• _Exercise data_
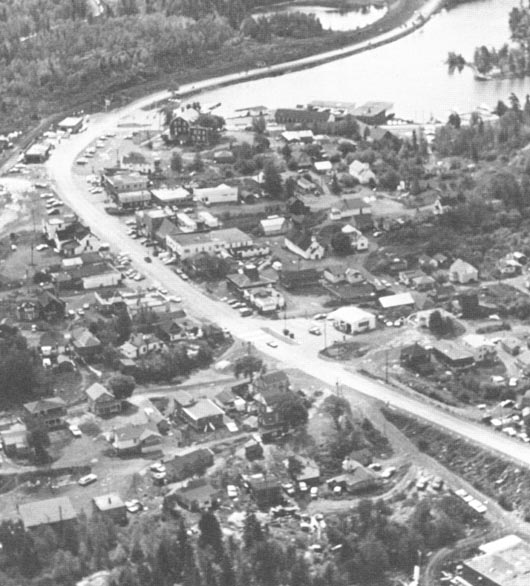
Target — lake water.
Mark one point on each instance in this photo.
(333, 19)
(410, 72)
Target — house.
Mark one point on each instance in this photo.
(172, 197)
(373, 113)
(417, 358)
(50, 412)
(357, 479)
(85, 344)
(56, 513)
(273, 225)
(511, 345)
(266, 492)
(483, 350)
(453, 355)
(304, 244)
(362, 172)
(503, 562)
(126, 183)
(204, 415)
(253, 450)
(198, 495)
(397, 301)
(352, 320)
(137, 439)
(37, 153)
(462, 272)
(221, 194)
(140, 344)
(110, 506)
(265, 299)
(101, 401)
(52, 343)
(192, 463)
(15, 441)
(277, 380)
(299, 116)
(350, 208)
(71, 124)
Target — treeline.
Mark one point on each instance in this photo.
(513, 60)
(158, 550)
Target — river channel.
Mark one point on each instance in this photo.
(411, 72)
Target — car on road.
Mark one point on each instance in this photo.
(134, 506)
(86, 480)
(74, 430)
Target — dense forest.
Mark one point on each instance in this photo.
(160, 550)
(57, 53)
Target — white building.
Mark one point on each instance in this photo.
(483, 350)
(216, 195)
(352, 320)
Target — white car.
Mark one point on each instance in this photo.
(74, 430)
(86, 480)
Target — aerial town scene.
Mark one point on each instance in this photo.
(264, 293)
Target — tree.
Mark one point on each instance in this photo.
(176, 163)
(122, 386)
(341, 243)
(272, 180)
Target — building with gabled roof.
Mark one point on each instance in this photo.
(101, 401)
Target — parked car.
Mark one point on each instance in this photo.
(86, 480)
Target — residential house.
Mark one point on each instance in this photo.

==

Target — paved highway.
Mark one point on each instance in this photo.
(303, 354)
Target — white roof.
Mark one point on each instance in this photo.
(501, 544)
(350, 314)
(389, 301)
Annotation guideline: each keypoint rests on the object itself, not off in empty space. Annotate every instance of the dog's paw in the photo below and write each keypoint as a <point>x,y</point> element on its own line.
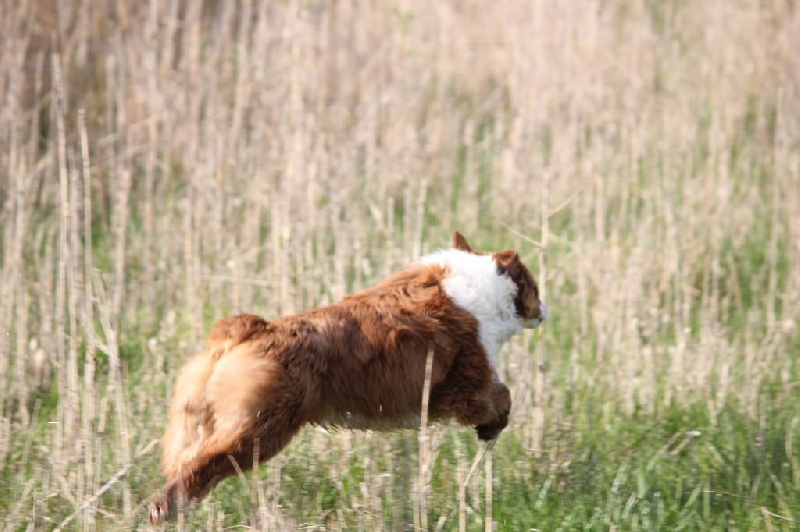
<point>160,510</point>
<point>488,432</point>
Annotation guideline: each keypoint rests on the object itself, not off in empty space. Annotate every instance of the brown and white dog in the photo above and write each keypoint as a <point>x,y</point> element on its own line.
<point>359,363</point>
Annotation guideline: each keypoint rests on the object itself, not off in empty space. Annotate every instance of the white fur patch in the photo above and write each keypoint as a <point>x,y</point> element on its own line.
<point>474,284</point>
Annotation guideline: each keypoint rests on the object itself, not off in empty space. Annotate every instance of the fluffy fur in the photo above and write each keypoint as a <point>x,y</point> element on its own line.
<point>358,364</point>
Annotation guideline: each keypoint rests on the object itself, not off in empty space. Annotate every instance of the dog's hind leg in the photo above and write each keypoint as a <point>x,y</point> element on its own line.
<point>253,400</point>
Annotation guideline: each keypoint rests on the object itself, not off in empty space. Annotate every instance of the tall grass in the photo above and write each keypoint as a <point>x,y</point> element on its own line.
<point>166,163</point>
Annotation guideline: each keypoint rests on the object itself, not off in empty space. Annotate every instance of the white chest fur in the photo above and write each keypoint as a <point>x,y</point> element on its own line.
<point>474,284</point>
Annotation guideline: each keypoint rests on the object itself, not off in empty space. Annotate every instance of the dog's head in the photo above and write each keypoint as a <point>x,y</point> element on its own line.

• _Exercise requirements_
Above are some records; copy exactly the lines from the one with "the white chest" through the one with "the dog's head", both included, and no others.

• _Task response_
Annotation guideline: each keypoint rests on the object itself, not off in empty space. Annotate every instance of the white chest fur in the photo above and write each keypoint as a <point>x,y</point> element on its own line.
<point>474,284</point>
Annotation guideline: each keypoint rests on the object itself, not off in empty space. Annotate every instance of the dog's head in the photo above and write each keypoint as a <point>x,y</point> element on its own line.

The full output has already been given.